Stated problem: Duplicate the stretch of the listing from the line containing "Pick-planner input: for every instance of the door knob" through the line containing "point(319, 110)", both included, reproducing each line without any change.

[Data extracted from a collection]
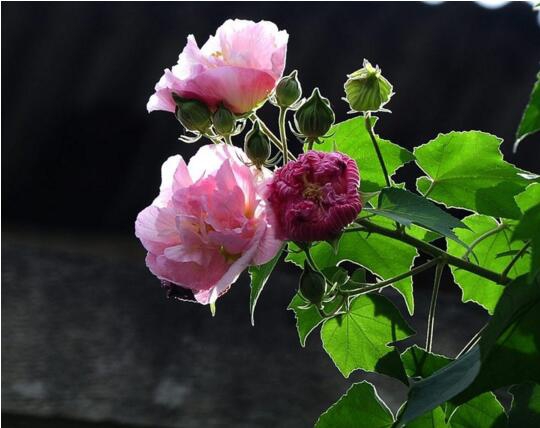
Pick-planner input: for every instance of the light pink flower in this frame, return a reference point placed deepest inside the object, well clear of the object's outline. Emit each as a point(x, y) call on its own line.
point(239, 66)
point(208, 223)
point(315, 197)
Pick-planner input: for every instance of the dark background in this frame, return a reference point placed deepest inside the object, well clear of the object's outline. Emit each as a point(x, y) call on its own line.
point(81, 158)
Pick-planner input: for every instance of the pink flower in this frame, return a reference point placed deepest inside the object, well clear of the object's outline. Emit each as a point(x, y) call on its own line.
point(315, 196)
point(208, 223)
point(239, 66)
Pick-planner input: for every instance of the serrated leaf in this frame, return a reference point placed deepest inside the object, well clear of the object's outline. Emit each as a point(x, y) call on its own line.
point(528, 229)
point(359, 338)
point(530, 121)
point(381, 255)
point(508, 353)
point(407, 208)
point(525, 410)
point(360, 407)
point(474, 288)
point(259, 275)
point(307, 318)
point(483, 411)
point(350, 137)
point(466, 170)
point(511, 340)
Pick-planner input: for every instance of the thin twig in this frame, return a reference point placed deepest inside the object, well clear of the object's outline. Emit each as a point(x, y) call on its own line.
point(433, 306)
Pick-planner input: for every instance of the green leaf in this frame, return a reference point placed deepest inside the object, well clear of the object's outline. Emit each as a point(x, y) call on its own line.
point(529, 229)
point(350, 137)
point(360, 407)
point(530, 121)
point(528, 198)
point(307, 319)
point(407, 208)
point(507, 353)
point(525, 410)
point(484, 253)
point(259, 275)
point(420, 364)
point(484, 411)
point(359, 338)
point(466, 170)
point(433, 419)
point(383, 256)
point(444, 384)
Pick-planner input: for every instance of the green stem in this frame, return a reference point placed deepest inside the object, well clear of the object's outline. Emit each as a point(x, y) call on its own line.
point(429, 249)
point(365, 287)
point(283, 134)
point(433, 306)
point(520, 253)
point(369, 129)
point(474, 340)
point(482, 237)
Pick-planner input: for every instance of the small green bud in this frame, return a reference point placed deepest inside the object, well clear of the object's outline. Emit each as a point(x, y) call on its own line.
point(367, 90)
point(194, 115)
point(257, 145)
point(288, 90)
point(312, 285)
point(223, 120)
point(315, 117)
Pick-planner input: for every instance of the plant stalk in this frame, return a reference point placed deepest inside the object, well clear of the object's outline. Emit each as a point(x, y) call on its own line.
point(369, 129)
point(367, 287)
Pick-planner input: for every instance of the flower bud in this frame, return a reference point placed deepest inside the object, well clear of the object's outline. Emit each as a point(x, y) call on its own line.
point(288, 90)
point(223, 120)
point(312, 285)
point(192, 114)
point(367, 90)
point(315, 117)
point(257, 145)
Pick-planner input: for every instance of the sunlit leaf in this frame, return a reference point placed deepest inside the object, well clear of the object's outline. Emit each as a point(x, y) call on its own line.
point(407, 208)
point(359, 338)
point(259, 275)
point(484, 253)
point(525, 410)
point(307, 317)
point(507, 353)
point(351, 137)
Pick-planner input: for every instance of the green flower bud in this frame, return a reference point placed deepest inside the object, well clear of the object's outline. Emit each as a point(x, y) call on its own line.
point(192, 114)
point(223, 120)
point(288, 90)
point(367, 90)
point(312, 285)
point(315, 117)
point(257, 145)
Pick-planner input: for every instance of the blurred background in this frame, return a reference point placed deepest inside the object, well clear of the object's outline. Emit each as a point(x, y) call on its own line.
point(88, 337)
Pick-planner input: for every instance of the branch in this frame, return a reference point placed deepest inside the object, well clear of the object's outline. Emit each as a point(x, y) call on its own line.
point(431, 250)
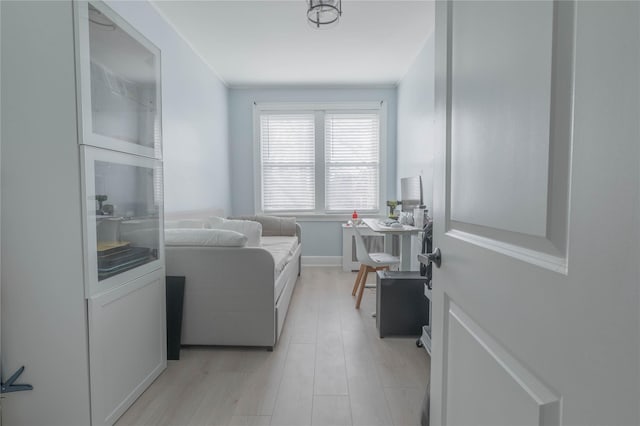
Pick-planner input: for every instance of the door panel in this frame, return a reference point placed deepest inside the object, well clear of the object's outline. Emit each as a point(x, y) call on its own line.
point(535, 317)
point(500, 97)
point(509, 132)
point(508, 394)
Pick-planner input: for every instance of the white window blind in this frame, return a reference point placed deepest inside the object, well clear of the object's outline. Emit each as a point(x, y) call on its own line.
point(352, 162)
point(287, 147)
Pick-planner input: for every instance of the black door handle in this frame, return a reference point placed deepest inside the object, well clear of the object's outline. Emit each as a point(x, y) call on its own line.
point(427, 258)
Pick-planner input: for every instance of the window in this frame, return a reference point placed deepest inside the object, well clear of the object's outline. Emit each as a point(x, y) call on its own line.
point(319, 159)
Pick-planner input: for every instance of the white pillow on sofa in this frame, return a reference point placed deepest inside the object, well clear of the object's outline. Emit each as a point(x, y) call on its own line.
point(186, 223)
point(253, 230)
point(204, 237)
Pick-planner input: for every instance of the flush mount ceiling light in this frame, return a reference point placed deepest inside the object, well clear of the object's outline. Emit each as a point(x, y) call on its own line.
point(324, 13)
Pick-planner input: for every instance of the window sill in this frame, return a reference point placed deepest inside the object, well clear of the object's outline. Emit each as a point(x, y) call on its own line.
point(314, 217)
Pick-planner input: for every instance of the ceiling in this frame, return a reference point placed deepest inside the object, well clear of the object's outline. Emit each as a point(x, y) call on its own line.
point(268, 42)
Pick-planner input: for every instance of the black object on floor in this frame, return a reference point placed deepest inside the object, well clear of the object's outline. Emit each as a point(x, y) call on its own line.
point(401, 308)
point(175, 299)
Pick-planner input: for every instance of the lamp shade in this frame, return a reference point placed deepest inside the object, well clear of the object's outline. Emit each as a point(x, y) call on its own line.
point(323, 13)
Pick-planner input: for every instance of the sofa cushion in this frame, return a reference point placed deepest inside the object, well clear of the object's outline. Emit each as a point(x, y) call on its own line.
point(282, 249)
point(204, 237)
point(274, 225)
point(253, 230)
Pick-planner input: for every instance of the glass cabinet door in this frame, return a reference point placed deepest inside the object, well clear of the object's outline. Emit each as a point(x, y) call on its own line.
point(119, 84)
point(123, 229)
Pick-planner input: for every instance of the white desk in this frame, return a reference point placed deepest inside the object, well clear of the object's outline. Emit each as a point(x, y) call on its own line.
point(405, 239)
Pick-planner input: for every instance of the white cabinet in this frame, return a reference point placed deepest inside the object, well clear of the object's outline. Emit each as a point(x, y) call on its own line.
point(127, 344)
point(119, 83)
point(89, 328)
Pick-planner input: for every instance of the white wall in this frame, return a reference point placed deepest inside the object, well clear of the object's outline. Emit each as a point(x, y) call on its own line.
point(194, 117)
point(415, 121)
point(320, 238)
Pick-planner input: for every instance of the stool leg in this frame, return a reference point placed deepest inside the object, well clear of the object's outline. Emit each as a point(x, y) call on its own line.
point(362, 284)
point(355, 285)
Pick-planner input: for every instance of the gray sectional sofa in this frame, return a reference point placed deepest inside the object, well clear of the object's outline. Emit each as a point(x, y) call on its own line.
point(235, 294)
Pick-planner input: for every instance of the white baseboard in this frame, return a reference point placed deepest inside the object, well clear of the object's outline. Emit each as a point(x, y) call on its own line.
point(321, 261)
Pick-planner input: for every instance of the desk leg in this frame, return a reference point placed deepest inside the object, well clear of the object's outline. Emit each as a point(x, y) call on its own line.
point(388, 243)
point(405, 252)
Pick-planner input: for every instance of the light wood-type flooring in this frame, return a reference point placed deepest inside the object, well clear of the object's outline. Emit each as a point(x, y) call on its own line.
point(329, 368)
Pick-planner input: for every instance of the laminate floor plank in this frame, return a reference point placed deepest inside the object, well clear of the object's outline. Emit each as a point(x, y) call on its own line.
point(328, 368)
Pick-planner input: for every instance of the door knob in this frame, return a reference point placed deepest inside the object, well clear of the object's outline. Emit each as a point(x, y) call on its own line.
point(427, 258)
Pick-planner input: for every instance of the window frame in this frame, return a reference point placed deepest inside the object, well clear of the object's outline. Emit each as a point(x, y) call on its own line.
point(319, 110)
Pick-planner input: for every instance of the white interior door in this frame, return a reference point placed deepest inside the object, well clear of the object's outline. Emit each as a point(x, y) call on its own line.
point(536, 304)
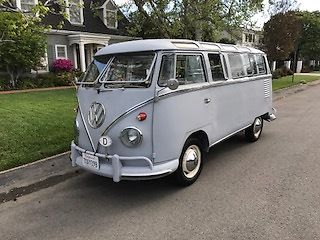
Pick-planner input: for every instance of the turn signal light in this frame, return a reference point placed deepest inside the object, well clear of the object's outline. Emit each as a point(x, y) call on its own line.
point(142, 116)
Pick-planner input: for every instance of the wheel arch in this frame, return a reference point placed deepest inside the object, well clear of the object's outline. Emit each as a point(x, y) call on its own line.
point(202, 136)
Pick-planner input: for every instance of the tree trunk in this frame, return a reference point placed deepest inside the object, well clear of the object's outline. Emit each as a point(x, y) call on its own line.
point(14, 76)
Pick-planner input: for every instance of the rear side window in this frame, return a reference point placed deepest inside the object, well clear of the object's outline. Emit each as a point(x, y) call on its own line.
point(216, 67)
point(189, 69)
point(236, 65)
point(261, 63)
point(250, 64)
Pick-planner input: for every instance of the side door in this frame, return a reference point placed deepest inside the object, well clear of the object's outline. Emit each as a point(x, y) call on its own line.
point(178, 113)
point(226, 96)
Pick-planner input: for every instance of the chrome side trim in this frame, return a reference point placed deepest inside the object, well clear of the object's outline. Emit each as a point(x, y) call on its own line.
point(228, 136)
point(86, 127)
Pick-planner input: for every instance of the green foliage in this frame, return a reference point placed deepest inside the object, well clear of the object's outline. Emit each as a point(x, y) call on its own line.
point(281, 72)
point(282, 6)
point(40, 81)
point(198, 20)
point(309, 47)
point(281, 35)
point(23, 43)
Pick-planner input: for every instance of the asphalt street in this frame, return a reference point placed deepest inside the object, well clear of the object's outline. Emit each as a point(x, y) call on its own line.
point(265, 190)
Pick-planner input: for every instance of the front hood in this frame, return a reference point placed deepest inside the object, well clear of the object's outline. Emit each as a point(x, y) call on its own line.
point(116, 102)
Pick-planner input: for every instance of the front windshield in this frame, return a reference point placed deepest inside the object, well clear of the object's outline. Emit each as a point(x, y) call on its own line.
point(92, 73)
point(131, 69)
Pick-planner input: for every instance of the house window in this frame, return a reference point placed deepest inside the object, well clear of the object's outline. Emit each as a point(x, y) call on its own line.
point(61, 51)
point(111, 20)
point(75, 11)
point(26, 5)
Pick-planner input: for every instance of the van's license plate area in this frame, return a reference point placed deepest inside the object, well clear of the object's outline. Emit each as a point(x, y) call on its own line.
point(90, 161)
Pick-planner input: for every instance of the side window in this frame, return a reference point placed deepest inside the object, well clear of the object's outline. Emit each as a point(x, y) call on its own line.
point(236, 65)
point(216, 67)
point(189, 69)
point(250, 64)
point(261, 64)
point(167, 69)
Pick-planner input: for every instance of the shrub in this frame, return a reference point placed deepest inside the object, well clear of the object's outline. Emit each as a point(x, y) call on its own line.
point(62, 65)
point(306, 69)
point(277, 73)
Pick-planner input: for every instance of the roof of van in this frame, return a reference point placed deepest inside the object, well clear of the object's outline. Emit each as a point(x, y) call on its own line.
point(171, 44)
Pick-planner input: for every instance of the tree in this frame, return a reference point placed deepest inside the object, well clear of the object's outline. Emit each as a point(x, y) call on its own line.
point(281, 6)
point(281, 35)
point(309, 47)
point(192, 19)
point(23, 44)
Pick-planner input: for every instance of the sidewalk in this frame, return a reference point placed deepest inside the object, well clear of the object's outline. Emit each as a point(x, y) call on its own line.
point(36, 90)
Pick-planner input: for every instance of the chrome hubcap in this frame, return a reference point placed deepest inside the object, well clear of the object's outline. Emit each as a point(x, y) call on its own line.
point(191, 161)
point(257, 127)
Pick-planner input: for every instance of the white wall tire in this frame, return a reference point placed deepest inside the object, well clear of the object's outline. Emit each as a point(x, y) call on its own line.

Solution for this task:
Pick-planner input: for every instance of the door knob in this frame, return a reference point placed deepest inside the object, well clear of the object's outline. Emit each as a point(x, y) call on its own line.
point(427, 258)
Pick-planner input: for every instance of the window frame in this frame, return a reference point placed deepest inside the object, well clear of the object's outline. Emit each as a point(x, y) call on its own line.
point(319, 110)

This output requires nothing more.